→ **TEXTAUSZUG**

Nachruf auf Prof. Dr. Hans-Joachim Belitz
Mensch im Universitätsbetrieb

 

Der Diplombiologie Prof. Dr. rer. nat Hans-Joachim Beltiz verstarb am 19. Februar 1999. Sein Leben als Hochschullehrer war schon lange vorher, am 30. Oktober 1976, durch einen Schlaganfall jäh beendet worden.

Hans Belitz studierte in der Nachkriegszeit Biologie, Physik und Chemie an der Humboldt-Universität Berlin und machte dort 1950 sein Diplom. Seit 1951 war er wissenschaftlicher Assistent der genetischen Abteilung des Instituts für Medizin und Biologie der Deutschen Akademie der Wissenschaften in Berlin. Hier fertigte er bei Prof. Herbert Lüers seine Dissertation über Letalfaktoren des X-Chromosoms der Taufliege Drosophila melanogaster an, mit der er 1953 an der Humboldt-Universität promovierte. Drosophila blieb sein Untersuchungsobjekt. Er ging mit Lüers nach Dahlem ans Max-Planck-Institut für Vergleichende Erbbiologie und Erbpathologie und danach ans Institut für Genetik der FU. Er habiliterte sich 1965 für das Fach "Allgemeine Biologie und Genetik" und war von 1969 bis zum frühzeitigen Ausscheiden Professor für dieses Fachgebiet.

→ **DEINE AUFGABE**
Setze den Nachruf auf Hans-Joachim Belitz oben fort, direkt im Anschluss an seinen letzten Satz.

→ **EINTRÄGE IM DATENSATZ**
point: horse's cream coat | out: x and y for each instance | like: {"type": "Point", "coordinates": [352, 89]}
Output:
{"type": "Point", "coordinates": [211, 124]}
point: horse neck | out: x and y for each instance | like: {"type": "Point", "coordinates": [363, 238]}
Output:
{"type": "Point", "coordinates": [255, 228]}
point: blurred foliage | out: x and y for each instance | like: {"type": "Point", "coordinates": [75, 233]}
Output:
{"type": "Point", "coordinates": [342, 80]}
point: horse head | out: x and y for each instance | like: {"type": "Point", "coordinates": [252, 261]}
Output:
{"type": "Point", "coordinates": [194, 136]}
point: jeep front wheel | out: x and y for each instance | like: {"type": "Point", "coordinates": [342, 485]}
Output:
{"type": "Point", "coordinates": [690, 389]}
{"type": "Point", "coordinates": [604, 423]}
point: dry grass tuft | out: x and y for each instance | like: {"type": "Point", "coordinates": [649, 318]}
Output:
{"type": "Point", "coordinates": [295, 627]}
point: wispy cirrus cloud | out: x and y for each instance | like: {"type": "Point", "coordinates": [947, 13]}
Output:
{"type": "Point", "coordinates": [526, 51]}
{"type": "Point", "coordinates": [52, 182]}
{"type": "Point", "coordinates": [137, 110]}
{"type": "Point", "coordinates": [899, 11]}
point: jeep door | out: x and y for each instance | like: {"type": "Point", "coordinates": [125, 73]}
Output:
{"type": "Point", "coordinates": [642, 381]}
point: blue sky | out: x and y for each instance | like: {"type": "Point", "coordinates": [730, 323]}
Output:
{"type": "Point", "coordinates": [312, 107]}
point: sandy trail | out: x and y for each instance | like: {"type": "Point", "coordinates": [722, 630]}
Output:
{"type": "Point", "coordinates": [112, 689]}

→ **ERGEBNIS**
Hans Belitz war ein außerordentlich kompetenter Lehrer. Er verstand es, nicht nur Studierenden, sondern in Universitätskursen der Volkshochschule (VHS) auch ein breiteres Publikum für die Thematik seines Faches zu begeistern. Im Grundstudium vertrat es das sich rapide erweiternde Gebiet der Genetik sowie die Allgemeine Biologie mit den Schwerpunkten Entwicklung und Evolution. Im Hauptstudium spiegelte ein weitgespannter Themenbogen von der Verhaltensgenetik über vielfältige Aspekte der Entwicklungsgenetik bis zur Evolutionsgenetik seine umfangreichen Interessen wider. Sein besonderes Anliegen aber war es, den Studierenden der Biologie die für sie relevante Mathematik und vor allem die Statistik zu vermitteln. Das konnte er meisterhaft. Zeugnis dafür ist auch heute noch seine kleine Schrift über "Die Anwendung statistischer Methoden in der Biologie".

Belitz hatte eine relativ große Gruppe aus Mitarbeitern, Diplomanden und Doktoranden aufgebaut. Die Thematik der Forschungen erscheint im Abstand eines Vierteljahrhunderts nicht mehr so aufregend wie sie seinerzeit war. Er meinte, "wir forschen aus Neugierde und freuen uns über die neuen Erkenntnisse – wozu publizieren, wenn wir’s wissen?"

Ihn beglückte die Zusammenarbeit, der Meinungsaustausch mit Kollegen. Er genoß seinen Forschungsaufenthalt im Institut von Prof. Hadorn in Zürich, die Diskussion mit den Professoren Chen und Mitchell. Und er freute sich, als Prof. Heberer als Gast der FU den Arbeitsraum mit ihm teilte.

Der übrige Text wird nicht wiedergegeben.